**What is required:**
Rewrite everything from the row containing "Task: point out each instance of the orange" down to the end of the rows, replacing "shrub" with "bush" and leaving the rest unchanged.

------------------------------------------------

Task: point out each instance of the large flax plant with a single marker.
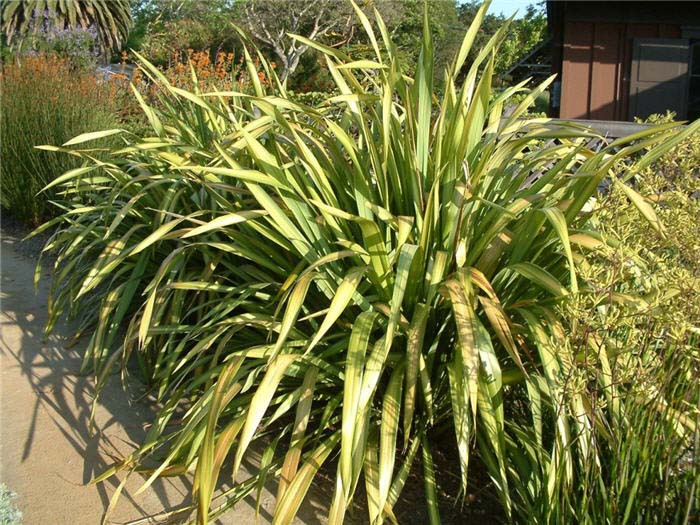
(340, 282)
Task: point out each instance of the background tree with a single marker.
(21, 19)
(164, 26)
(524, 33)
(270, 21)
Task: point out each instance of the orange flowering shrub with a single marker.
(222, 73)
(46, 101)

------------------------------------------------

**Written response:**
Task: point out each instance of the orange flowering bush with a single marker.
(222, 73)
(46, 101)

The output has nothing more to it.